WHAT IS NEEDED:
Replace "marker" with "pin" in the rows from the start through the line with "x=532 y=360", changing nothing else, and leave the pictures out of your answer.

+ + +

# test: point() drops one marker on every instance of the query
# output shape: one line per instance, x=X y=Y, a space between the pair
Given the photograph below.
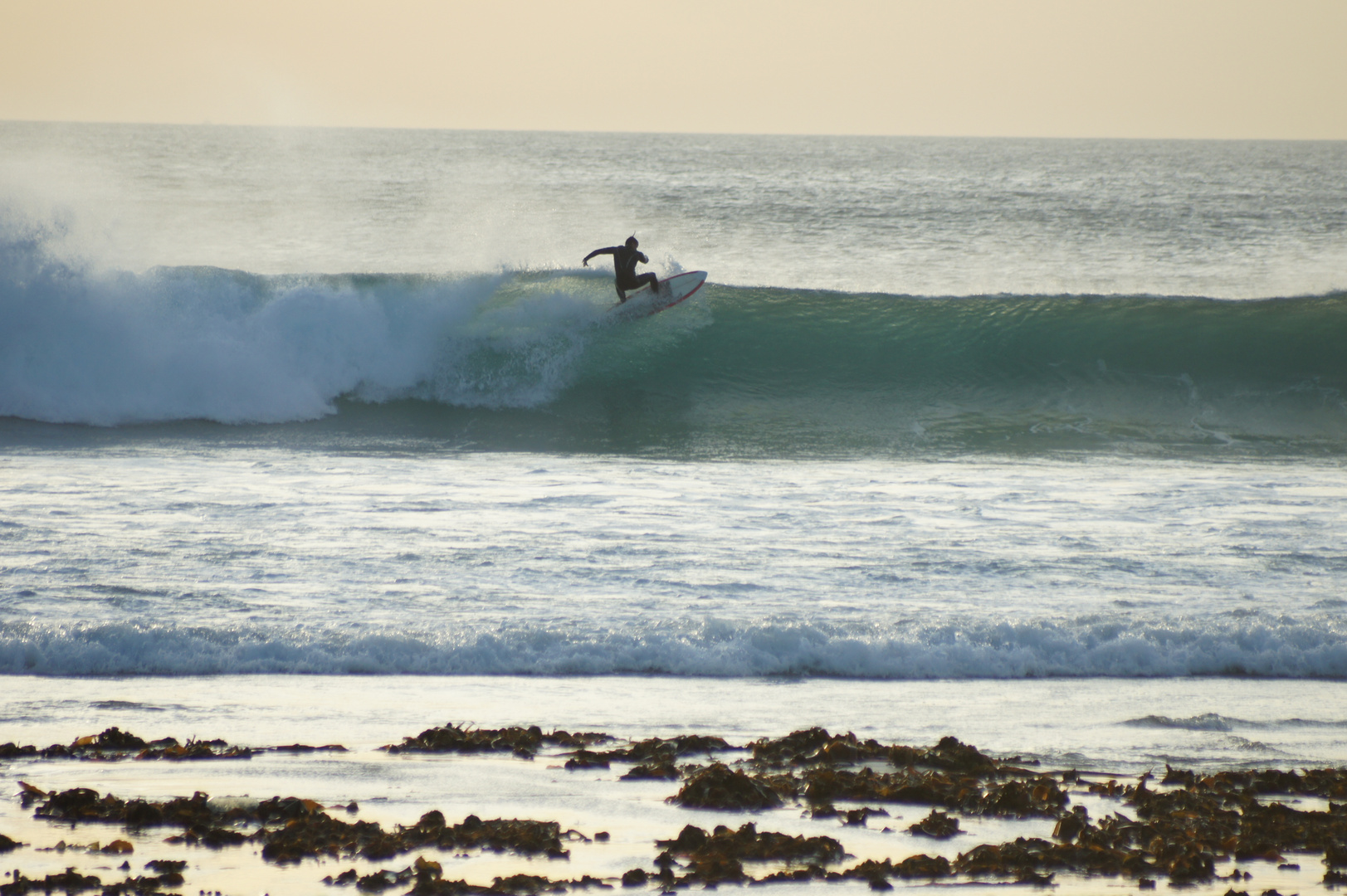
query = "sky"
x=1247 y=69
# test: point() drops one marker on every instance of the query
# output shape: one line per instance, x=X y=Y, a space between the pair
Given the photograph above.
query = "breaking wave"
x=979 y=648
x=532 y=360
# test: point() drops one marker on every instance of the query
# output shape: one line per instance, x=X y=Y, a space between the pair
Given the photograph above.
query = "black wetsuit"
x=624 y=265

+ + +

RESPONSE TO THE EXERCISE:
# test: point() drops one pin on every instance of the query
# output shape: one line per instance, x=X y=Y, a space between the pair
Given the photograph below.
query = "sky"
x=1247 y=69
# test: point() drops one pin on every instance of the query
# output shape: one line per instance, x=X y=Y, a space between the pair
Given the photograph above.
query = "breaking wave"
x=979 y=648
x=532 y=360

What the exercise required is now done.